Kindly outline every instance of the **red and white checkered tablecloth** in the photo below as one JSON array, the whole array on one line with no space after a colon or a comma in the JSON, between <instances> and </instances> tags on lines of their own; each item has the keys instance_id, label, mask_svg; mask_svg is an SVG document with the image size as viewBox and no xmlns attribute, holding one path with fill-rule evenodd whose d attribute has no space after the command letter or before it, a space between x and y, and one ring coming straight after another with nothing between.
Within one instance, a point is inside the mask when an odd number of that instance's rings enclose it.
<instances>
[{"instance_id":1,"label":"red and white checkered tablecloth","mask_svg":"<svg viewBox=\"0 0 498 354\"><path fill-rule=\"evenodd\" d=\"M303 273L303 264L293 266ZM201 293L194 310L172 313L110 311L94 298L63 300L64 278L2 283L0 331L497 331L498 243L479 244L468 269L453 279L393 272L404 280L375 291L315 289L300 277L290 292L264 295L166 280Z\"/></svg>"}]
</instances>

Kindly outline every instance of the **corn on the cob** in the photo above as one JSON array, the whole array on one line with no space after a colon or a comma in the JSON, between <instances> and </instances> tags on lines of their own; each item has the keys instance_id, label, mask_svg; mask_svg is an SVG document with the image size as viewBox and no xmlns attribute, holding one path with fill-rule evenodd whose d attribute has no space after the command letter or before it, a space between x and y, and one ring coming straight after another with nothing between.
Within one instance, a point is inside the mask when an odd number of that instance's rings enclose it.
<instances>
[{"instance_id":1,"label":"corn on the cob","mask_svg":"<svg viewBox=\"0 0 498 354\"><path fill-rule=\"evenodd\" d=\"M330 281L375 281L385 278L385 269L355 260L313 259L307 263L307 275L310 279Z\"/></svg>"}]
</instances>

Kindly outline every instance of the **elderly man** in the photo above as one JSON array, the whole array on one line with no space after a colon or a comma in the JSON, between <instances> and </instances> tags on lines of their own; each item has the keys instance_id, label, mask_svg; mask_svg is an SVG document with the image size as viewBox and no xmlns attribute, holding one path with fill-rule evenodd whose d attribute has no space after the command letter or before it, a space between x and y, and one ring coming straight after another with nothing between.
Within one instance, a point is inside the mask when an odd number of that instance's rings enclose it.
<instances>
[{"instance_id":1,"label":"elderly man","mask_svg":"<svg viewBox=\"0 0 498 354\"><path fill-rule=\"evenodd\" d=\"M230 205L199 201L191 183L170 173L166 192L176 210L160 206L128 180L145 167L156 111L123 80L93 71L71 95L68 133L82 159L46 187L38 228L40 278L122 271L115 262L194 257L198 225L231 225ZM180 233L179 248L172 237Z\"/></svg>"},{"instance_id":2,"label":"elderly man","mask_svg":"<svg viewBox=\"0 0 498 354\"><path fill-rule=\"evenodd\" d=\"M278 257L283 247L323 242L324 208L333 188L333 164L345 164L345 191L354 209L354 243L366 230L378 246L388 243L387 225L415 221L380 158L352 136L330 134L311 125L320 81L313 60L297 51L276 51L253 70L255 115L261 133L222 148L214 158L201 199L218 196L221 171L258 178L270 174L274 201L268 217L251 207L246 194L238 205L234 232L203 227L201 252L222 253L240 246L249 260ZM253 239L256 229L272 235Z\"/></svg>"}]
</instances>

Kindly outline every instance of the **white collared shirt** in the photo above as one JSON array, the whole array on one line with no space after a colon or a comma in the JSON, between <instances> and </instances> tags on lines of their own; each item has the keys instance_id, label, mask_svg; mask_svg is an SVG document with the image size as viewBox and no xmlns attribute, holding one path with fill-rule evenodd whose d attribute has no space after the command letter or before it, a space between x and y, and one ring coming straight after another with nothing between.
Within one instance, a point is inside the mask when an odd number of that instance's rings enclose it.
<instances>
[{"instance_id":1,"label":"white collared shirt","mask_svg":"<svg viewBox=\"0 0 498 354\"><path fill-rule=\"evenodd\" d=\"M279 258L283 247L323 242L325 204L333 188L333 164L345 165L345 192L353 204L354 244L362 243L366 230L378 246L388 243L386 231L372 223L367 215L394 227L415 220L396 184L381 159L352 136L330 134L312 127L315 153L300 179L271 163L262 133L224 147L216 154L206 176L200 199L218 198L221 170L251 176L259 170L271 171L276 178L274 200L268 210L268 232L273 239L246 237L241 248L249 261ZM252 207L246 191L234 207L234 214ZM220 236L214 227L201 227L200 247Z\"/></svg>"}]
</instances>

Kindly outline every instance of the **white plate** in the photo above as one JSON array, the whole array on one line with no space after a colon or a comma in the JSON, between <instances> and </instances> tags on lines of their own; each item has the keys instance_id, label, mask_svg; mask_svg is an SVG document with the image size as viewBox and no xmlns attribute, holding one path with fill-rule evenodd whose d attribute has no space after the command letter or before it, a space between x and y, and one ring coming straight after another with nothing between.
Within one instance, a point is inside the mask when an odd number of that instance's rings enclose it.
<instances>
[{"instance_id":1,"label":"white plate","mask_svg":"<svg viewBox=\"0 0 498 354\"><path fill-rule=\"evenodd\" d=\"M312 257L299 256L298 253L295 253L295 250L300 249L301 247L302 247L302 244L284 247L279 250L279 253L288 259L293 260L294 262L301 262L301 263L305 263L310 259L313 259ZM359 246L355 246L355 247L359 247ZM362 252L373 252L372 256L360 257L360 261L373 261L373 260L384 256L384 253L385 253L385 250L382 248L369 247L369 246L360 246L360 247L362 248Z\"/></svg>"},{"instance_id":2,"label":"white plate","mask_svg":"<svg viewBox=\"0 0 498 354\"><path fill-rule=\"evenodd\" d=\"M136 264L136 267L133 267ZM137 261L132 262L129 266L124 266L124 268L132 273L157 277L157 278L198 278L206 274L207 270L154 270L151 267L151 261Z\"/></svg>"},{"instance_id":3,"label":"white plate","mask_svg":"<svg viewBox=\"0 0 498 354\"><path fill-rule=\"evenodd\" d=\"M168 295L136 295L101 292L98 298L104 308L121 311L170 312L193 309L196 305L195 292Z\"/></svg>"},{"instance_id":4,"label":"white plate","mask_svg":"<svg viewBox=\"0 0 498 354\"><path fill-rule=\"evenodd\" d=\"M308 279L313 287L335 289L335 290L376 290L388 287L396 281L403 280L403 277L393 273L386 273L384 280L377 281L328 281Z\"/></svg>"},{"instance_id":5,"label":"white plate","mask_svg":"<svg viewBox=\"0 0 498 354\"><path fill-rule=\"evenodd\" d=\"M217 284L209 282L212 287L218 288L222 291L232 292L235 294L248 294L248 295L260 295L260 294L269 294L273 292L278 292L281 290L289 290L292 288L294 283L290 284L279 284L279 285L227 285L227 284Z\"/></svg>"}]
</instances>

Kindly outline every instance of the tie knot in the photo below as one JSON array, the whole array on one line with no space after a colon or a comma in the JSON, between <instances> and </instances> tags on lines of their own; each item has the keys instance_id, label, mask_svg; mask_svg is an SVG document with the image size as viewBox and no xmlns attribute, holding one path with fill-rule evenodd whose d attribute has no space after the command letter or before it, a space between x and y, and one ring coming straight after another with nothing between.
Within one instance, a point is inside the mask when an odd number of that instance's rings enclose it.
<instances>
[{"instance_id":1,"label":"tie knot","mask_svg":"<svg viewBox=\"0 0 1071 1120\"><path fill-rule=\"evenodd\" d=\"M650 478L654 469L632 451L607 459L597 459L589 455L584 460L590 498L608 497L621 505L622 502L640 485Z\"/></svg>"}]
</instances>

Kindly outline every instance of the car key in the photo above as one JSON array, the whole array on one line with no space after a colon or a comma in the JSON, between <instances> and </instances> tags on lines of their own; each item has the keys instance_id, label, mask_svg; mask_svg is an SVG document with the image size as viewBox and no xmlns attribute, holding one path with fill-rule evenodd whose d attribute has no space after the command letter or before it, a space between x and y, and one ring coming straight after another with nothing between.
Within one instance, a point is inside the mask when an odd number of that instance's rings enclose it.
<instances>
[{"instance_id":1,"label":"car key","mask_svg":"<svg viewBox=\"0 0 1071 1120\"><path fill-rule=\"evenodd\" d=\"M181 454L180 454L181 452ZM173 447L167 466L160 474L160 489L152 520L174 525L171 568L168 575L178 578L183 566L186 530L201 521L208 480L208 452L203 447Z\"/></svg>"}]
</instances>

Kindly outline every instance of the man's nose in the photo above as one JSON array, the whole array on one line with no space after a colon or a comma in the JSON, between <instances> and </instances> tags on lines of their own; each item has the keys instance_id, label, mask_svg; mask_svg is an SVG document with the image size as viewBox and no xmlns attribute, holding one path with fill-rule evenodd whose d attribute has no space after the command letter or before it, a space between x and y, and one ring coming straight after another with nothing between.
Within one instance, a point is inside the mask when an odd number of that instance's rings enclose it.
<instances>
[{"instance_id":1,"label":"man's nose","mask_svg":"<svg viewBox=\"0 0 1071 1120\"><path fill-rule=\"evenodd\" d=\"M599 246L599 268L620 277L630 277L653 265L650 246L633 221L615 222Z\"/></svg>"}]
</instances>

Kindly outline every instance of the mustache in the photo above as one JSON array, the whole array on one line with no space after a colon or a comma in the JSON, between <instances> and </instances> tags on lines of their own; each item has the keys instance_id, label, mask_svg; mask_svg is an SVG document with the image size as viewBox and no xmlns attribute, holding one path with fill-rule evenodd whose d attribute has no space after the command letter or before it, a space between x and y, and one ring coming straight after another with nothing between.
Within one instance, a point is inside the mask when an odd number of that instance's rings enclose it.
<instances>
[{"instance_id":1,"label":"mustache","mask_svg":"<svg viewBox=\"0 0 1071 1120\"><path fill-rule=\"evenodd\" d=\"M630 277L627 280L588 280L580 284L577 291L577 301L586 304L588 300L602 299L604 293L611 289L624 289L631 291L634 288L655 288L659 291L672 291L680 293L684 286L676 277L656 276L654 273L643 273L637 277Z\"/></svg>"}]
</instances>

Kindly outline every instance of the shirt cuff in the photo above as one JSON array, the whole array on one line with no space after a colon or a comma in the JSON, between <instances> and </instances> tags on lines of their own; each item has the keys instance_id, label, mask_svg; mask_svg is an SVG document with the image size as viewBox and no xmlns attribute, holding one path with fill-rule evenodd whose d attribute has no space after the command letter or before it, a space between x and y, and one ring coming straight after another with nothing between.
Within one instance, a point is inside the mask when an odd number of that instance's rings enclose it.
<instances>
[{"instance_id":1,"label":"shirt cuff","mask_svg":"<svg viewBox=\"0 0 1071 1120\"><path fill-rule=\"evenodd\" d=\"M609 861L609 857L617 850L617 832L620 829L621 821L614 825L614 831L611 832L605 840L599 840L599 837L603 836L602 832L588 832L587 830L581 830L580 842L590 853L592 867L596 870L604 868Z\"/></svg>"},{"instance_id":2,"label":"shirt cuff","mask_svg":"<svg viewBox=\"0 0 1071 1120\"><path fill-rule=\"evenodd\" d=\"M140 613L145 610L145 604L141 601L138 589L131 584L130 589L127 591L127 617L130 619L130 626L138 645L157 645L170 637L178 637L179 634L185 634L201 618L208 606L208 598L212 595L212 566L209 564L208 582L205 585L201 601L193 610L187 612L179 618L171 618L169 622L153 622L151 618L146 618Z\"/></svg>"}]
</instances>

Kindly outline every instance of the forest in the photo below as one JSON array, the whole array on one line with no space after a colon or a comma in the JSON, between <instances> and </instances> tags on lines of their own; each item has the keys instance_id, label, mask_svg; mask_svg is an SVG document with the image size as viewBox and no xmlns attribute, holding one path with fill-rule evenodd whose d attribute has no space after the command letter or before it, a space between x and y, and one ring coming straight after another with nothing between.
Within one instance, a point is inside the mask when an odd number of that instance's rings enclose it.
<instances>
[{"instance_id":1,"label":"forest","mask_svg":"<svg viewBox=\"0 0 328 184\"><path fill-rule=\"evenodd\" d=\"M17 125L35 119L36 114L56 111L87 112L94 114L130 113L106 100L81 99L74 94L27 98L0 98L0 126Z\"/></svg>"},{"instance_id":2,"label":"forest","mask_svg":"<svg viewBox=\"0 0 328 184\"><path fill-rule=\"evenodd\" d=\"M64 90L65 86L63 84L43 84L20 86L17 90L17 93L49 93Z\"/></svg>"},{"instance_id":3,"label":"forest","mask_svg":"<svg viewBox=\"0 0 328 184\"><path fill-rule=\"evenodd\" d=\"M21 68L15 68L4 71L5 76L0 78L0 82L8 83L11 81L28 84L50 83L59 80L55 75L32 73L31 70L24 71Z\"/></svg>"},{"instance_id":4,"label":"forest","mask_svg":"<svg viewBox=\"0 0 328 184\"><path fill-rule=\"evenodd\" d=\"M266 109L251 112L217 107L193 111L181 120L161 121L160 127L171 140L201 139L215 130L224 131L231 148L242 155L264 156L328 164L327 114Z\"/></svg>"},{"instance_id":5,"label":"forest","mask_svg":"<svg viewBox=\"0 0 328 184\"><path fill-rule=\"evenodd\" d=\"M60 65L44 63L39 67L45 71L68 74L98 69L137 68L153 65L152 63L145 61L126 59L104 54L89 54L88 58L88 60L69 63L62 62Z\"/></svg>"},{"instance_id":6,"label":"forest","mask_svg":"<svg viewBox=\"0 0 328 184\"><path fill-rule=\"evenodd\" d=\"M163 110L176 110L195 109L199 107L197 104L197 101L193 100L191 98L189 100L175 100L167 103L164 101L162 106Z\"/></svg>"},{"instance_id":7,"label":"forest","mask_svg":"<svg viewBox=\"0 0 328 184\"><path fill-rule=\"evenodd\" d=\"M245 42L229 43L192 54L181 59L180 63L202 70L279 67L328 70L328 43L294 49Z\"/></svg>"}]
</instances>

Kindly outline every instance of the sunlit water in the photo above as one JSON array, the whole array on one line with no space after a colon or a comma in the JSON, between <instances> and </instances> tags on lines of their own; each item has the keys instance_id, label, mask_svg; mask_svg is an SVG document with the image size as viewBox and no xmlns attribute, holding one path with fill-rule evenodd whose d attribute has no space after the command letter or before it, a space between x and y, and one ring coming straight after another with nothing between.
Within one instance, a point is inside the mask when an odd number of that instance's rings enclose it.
-------
How many lines in the data above contain the word "nose"? Reply with the number alone.

SOLVED EXERCISE: 2